* [Text excerpt]:

"""

Berlin 2024 – scientific programme

Parts | Days | Selection | Search | Updates | Downloads | Help

AKPIK: Arbeitskreis Physik, moderne Informationstechnologie und Künstliche Intelligenz

AKPIK 1: Reservoir Computing & Neural Networks

AKPIK 1.5: Talk

Tuesday, March 19, 2024, 10:30–10:45, MAR 0.002

Performance of RBM neural quantum states from the perspective of the quantum geometric tensor — •Sidhartha Dash¹, Filippo Vicentini^2,1, Michel Ferrero^2,1, and Antoine Georges^1,2,3 — ¹Collège de France, Université PSL, 11 place Marcelin Berthelot, 75005 Paris, France — ²CPHT, CNRS, École polytechnique, Institut Polytechnique de Paris, 91120 Palaiseau, France — ³Center for Computational Quantum Physics, Flatiron Institute, New York, New York, 10010, USA

There have been a lot of recent advances in using artificial neural networks, as variational ansätze (Neural quantum states), to approximate the ground states of quantum systems. Various neural network architectures including RBMs, RNNs, CNNs, and Transformers have been successfully used to approximate the ground states of many quantum spin models with a reasonable accuracy. However, the practical limit of the representation power of such ansätze is far from being understood. The universal approximation theorems only guarantee that the RBM can represent any distribution with an arbitrary accuracy, given a sufficient number of hidden units which is exponential in system size. In this work, we systematically study the accuracy of RBMs for representing the groundstate of spin-1 models. We use the quantum geometric tensor at convergence to characterize the performance of the ansatz for various spin-1 models, and for various densities of the network.

"""

* [Task set]:
- 1) According to the talk abstract, what is used at convergence to characterize the performance of the ansatz?
- 2) State whether each statement agrees with the talk abstract, answering yes or no and quoting the words that decide it. (a) The talk is scheduled for Tuesday, March 19, 2024, in room MAR 0.002. (b) The work studies how accurately RBMs represent the ground state of spin-1/2 models. (c) The practical limit of the representation power of neural network ansätze is well understood.
The material that follows the talk abstract is not needed for any task.

* [Data shown]:
"""

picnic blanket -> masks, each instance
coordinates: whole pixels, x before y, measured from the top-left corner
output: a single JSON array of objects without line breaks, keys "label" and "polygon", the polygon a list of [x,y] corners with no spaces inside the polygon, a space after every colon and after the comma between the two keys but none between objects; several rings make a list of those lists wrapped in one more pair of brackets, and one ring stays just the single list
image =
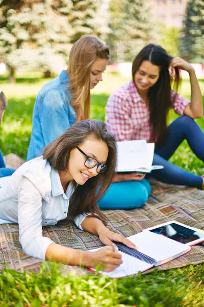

"""

* [Full solutions]:
- 1) The quantum geometric tensor.

- 2)
(a) Yes: "Tuesday, March 19, 2024, 10:30–10:45, MAR 0.002"
(b) No: "we systematically study the accuracy of RBMs for representing the groundstate of spin-1 models"
(c) No: "the practical limit of the representation power of such ansätze is far from being understood"